Excerpts of location labeling data:
========================================

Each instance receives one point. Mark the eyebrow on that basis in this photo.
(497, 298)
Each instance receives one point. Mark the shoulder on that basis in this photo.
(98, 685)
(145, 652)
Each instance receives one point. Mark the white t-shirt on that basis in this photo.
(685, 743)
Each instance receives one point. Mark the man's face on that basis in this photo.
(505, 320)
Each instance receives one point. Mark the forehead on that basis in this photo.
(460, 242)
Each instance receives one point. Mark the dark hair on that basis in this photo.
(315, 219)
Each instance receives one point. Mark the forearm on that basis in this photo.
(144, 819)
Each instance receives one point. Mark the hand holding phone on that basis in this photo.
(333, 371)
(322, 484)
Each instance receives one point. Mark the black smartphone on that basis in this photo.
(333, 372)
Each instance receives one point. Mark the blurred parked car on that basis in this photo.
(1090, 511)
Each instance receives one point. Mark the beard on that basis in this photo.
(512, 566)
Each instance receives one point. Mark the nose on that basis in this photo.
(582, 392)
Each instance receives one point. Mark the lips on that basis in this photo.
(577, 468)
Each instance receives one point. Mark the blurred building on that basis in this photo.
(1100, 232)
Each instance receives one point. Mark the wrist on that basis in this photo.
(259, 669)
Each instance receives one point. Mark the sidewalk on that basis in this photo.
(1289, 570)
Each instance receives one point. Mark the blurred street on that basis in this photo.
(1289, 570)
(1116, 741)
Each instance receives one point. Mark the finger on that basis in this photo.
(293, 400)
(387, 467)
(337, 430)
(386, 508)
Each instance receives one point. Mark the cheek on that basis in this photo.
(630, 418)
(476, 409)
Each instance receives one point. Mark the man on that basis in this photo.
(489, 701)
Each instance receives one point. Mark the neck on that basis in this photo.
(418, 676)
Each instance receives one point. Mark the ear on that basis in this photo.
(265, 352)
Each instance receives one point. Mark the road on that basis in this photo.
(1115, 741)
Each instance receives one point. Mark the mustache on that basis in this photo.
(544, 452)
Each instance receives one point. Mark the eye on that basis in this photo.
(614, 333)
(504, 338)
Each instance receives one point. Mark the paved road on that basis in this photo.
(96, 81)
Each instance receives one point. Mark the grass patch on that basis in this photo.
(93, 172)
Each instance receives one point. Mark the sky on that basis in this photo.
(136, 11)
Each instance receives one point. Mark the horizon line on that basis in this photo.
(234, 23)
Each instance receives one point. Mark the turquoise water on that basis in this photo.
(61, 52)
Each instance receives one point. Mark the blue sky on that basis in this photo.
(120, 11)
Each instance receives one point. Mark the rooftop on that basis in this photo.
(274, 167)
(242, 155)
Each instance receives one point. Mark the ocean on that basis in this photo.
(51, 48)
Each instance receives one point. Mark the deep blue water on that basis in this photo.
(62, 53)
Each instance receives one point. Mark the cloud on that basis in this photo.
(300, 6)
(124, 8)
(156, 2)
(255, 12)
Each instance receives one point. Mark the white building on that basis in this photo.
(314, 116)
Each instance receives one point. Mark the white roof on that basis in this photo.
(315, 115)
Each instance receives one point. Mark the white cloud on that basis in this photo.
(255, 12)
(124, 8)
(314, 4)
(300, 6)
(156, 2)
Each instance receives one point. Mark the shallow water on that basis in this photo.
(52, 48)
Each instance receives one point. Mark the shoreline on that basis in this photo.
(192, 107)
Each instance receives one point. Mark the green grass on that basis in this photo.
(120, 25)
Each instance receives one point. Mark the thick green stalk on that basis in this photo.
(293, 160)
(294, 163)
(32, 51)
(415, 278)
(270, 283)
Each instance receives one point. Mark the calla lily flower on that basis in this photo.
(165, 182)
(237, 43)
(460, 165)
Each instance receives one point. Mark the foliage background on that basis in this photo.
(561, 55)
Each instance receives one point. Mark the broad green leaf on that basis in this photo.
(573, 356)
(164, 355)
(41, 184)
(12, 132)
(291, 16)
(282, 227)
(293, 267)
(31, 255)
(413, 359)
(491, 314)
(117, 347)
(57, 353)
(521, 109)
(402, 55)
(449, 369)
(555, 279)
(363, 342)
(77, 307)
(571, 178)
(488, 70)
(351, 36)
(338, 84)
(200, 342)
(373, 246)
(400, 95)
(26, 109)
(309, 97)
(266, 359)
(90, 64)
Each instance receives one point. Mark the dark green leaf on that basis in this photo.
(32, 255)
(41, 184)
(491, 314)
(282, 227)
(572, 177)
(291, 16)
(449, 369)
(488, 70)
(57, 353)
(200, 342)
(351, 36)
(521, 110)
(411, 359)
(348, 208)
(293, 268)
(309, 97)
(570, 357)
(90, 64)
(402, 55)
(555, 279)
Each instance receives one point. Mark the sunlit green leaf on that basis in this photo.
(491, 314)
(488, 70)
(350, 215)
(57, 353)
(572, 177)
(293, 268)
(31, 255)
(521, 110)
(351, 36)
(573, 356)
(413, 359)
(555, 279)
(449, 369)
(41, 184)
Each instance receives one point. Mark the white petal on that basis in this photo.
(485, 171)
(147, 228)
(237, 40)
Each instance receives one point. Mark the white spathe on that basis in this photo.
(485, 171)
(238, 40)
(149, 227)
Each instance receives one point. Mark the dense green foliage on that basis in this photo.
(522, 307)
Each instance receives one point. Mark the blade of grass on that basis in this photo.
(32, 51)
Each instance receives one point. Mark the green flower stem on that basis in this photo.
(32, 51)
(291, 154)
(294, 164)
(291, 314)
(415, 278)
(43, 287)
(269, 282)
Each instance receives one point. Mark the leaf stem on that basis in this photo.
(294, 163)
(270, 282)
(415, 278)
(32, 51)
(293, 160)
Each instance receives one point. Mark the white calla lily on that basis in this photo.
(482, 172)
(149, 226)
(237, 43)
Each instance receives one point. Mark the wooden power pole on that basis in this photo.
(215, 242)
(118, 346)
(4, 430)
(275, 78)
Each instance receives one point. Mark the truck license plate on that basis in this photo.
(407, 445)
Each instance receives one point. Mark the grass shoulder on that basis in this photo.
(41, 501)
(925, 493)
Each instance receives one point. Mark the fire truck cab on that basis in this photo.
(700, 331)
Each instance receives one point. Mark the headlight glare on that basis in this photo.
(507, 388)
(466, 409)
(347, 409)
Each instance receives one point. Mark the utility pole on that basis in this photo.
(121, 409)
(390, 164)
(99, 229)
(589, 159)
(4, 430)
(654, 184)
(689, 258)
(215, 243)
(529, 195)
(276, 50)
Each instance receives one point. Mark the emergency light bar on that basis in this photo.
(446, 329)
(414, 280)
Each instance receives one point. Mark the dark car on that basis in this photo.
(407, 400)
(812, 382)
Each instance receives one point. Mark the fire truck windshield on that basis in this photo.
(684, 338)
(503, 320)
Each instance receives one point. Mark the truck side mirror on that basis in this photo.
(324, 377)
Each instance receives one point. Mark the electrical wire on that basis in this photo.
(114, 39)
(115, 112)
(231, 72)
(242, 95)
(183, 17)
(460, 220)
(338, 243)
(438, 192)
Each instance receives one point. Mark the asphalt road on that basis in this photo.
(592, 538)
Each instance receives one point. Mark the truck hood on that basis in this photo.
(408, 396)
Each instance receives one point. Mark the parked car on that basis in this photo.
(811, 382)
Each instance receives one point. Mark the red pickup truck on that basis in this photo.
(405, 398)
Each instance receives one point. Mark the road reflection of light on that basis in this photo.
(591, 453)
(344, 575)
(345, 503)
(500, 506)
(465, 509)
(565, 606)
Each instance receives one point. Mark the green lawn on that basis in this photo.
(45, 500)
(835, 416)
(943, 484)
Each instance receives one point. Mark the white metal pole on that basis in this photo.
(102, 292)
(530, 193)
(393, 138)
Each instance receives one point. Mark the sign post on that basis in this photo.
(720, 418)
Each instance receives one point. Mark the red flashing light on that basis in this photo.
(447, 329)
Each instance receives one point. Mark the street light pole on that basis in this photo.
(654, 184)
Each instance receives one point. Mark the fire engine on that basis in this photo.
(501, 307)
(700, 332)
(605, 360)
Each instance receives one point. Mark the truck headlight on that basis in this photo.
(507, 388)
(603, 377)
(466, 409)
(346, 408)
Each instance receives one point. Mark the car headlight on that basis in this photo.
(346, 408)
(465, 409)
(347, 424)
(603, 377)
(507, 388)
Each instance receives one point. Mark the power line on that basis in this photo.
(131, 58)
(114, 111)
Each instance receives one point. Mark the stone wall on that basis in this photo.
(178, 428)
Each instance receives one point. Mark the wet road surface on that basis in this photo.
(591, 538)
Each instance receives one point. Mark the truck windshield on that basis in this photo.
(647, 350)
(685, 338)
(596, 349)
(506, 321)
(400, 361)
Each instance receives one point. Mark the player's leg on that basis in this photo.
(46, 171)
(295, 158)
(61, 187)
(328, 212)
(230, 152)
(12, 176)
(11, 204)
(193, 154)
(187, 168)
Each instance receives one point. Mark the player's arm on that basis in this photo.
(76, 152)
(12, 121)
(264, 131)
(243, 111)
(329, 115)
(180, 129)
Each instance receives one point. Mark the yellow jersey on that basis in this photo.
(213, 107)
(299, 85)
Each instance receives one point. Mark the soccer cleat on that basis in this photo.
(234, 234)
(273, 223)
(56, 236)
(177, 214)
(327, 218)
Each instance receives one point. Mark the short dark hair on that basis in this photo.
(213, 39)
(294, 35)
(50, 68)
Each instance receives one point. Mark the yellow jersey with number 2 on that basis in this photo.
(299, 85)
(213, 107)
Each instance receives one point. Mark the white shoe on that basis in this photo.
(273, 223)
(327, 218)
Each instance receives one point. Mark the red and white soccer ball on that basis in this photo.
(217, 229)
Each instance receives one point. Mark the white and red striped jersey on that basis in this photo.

========================================

What you will do: Output, character for character, the lines starting at the one containing "Each instance receives one point. Mark the player's leg" and ending at the last line of the items, with both of those lines included.

Final answer:
Each instance receives one point. Mark the player's leg on that basis in this photo.
(46, 171)
(295, 158)
(61, 187)
(328, 212)
(230, 152)
(12, 176)
(11, 204)
(193, 154)
(187, 168)
Each instance receives one point. Mark the player's arm on that basis in this photo.
(76, 152)
(12, 121)
(264, 131)
(243, 111)
(329, 115)
(180, 129)
Each instance receives one point. Mark the yellow jersey on that basis in this photo.
(213, 107)
(299, 85)
Each instance receives one point. Mark the soccer cleat on that basis in this photo.
(234, 234)
(273, 223)
(56, 236)
(177, 214)
(327, 218)
Each instance receives one point. Mark the short dark hair on that basis in this photo.
(213, 39)
(294, 35)
(50, 68)
Each instance receives one point. Mark the yellow jersey with number 2 on that basis in this photo.
(299, 85)
(213, 107)
Each instance receives one point. Mark the white shoe on that basis in this photo.
(273, 223)
(327, 218)
Each instance receives one point. Mark the red and white soccer ball on that basis in this photo.
(217, 229)
Each instance receives one point. Mark the white and red striped jersey on that basis in this photo.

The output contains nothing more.